__Requests__:
- A) Answer these questions from the judgment excerpt, one per line:
(i) What date does the first execution application bear?
(ii) In which court did the money sought to be attached lie?
(iii) Which case does the excerpt cite for its statement of the position on sales of immovable property in execution?
- B) Using the judgment excerpt, explain in one to three sentences why the executing court held that the last execution application was not beyond time.

__Selection__:
*****
It also held that none of the three execution applications in this case was barred by time or was illegal or invalid in the eye of law. The view of the executing court also was that it could give relief under Order XXI, Rule 52, C. P. C., as asked for by the first application, that the attachment already ordered on that execution application and made by the Bara Banki Court pursuant thereto was effective and that inasmuch as the first execution application was not finally disposed of, the second application, although it had a prayer similar to that contained in the first application, could be considered to be an application to revive the first application and since the present and last application was made within three years of the dismissal for default of the second application, the execution court was of the view that it was not beyond time. The objection of the judgment-debtor was, therefore, dismissed.
7. Upon appeal, the court below has come to the conclusion that the present (the last) application can be regarded, as an application to revive the execution proceedings initiated by the first execution application, dated 23-11-1942 which was still pending under the orders of the executing court passed on the first application. It treated the present and last application as being an application made during the pendency of the first application and as one which could revive the first and, accordingly, it dismissed the appeal.
8. This is an execution second appeal by the judgment-debtor. The contention is re-advanced that the first execution application was not in accordance with law. The submission is that the moneys sought to be attached by means of the first execution application were outside the jurisdiction of the court of the Munsif, Kanpur and, therefore, the decree-holder should have applied for transference of the decree for the purpose of its being executed by a court having territorial jurisdiction over the area within which the Insolvency Court, Bara Banki where the money lay was situate.
It is, therefore, contended that the application dated 23-11-1942, being an execution application and not an application for transfer of the decree, was not competent and consequently it could not be revived, nor could it serve as a step-in-aid of execution.
9. We will now proceed to examine the contention referred to above.
10. Although the Code of Civil Procedure does not specifically provide that execution cannot be had against property situate outside the jurisdiction of the executing Court to which an application is made yet it has been recognised that the rule of territorial jurisdiction which governs suits also governs execution of decrees though there are exceptions to that rule.
11. In Promothanath Malia v. H.V. Low and Co. : AIR1930Cal502 , the position has been stated as follows:
'Now, while there does not appear to be in the Code any express provision to the effect that immovable property shall only be sold by the Court within whose territorial jurisdiction it is situate, and, while it cannot be contended that there are not exceptions to this principle, it has frequently been held that the course contemplated by the Code is that sales of immovable property in execution shall be carried out by the local courts.
*****
__Raw data__:
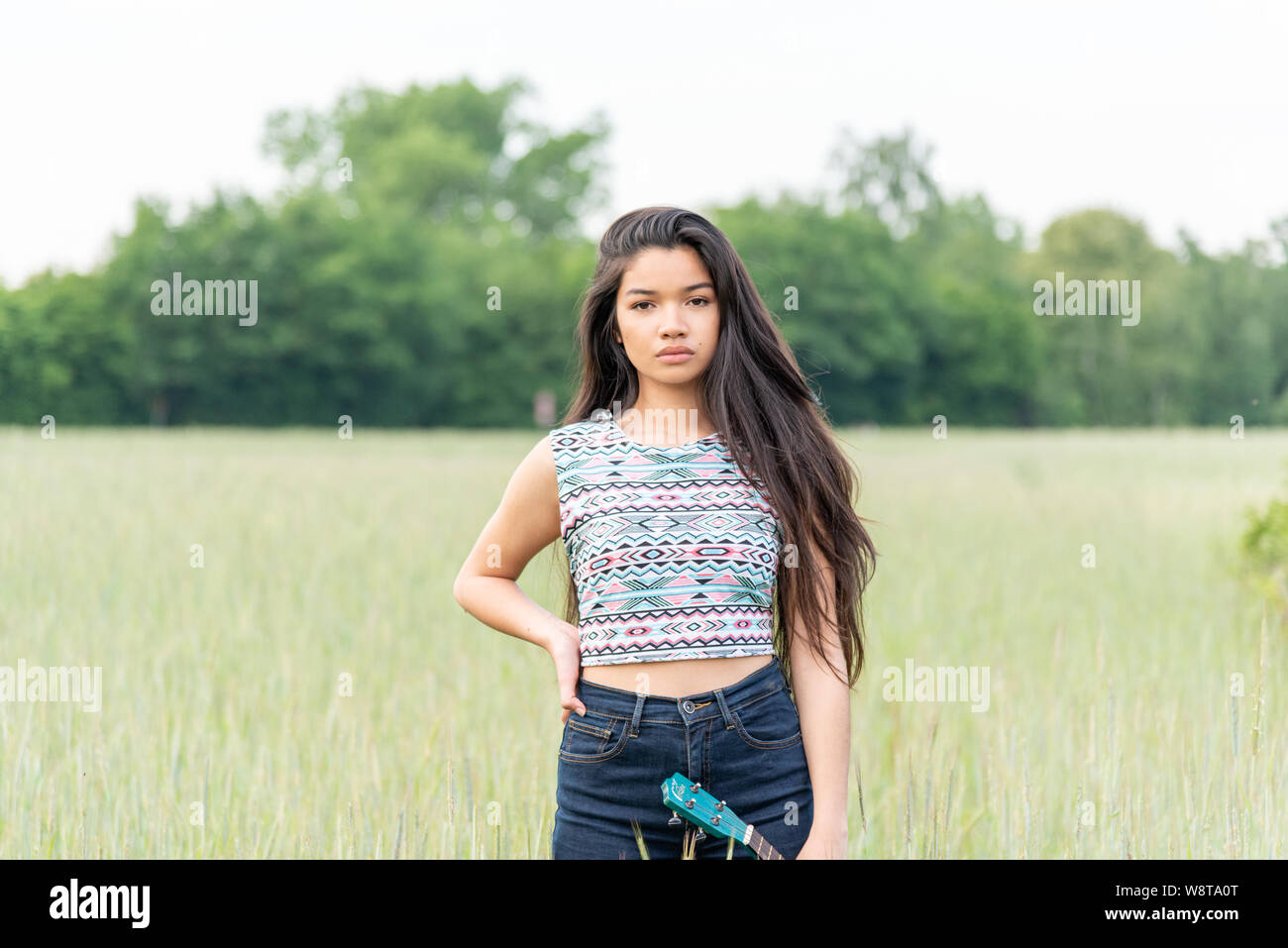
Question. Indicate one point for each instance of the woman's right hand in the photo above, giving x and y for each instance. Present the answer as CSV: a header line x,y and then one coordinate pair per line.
x,y
565,648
*****
__Results for the exercise__:
- A)
(i) 23-11-1942
(ii) The Insolvency Court, Bara Banki
(iii) Promothanath Malia v. H.V. Low and Co.

- B) The first execution application had not been finally disposed of. The executing court therefore treated the second application as one to revive the first. Because the last application was made within three years of the second application's dismissal for default, the court held that it was not beyond time.